## WORK REQUEST
Print the material underneath in full, keeping every line exactly as it is.

## RECORDS FOR THE TASK
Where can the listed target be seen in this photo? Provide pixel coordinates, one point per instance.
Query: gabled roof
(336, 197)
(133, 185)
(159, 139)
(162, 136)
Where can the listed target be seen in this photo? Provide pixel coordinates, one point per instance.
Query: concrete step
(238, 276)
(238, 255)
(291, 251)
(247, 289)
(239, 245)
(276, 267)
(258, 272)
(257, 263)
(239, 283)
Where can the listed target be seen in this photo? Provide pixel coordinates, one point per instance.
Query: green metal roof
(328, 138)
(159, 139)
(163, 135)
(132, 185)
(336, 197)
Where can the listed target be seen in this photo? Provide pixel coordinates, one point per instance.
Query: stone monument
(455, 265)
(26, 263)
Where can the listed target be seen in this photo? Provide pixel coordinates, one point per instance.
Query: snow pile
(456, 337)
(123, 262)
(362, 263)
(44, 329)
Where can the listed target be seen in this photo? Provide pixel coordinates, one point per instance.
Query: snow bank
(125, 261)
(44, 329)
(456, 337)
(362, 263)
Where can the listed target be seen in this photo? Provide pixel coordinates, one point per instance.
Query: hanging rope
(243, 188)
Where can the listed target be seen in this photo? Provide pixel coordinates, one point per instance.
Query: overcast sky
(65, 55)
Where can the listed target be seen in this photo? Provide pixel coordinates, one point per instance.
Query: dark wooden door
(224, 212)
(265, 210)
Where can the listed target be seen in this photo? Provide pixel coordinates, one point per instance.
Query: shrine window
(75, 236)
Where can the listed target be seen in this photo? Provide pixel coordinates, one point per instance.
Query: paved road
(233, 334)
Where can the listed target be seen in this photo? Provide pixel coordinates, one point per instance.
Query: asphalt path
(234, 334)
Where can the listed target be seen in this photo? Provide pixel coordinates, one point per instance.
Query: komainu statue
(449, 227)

## RESULT FOR THIS EXERCISE
Where can the listed target be seen in this photo? Provide pixel coordinates, one point per instance.
Query: gabled roof
(336, 197)
(133, 185)
(159, 139)
(162, 136)
Where can the listed target be seen in this photo? Provide pixel coordinates, one point per instance.
Query: concrete step
(238, 276)
(238, 255)
(291, 251)
(247, 289)
(239, 245)
(276, 267)
(258, 272)
(257, 263)
(239, 283)
Where can the listed target be seen in this photo? Provide pixel coordinates, one point per instance.
Query: green metal roof
(328, 138)
(159, 139)
(163, 135)
(132, 185)
(336, 197)
Where can the listed target be seen in this photo? Provide pixel coordinates, one point per instance.
Query: stone monument
(455, 265)
(26, 263)
Where can the listed target be seen in this photo? Provide pixel coordinates, one point per instance.
Query: snow pile
(456, 337)
(123, 262)
(362, 263)
(44, 329)
Where can the listed target be seen in this photo? Provide pixel coordinates, one point per instance.
Query: snow bank
(125, 261)
(44, 329)
(456, 337)
(362, 263)
Where can the listed target be seen in this photo? Provide pixel coordinates, one point per instance.
Query: hanging rope
(243, 188)
Where can the listed target be seen in this photo? Provide pixel coordinates, one point per instance.
Query: overcast sky
(65, 55)
Where can the listed target be seen in this photo? Provide pixel coordinates, one point per instance.
Query: dark wooden door
(224, 212)
(265, 210)
Where can the listed target be seen in this photo? Provide pixel coordinates, one point per instance.
Query: shrine window
(75, 236)
Where can the listed target be seen in this photo? Provide pixel coordinates, one point per instance.
Query: paved road
(233, 334)
Where can the listed target be seen in this photo? Provide pixel coordinates, one point per instance.
Query: asphalt path
(234, 334)
Where can the listed target be seen in this photo? Provide pixel coordinates, one point per instance.
Query: komainu statue
(449, 227)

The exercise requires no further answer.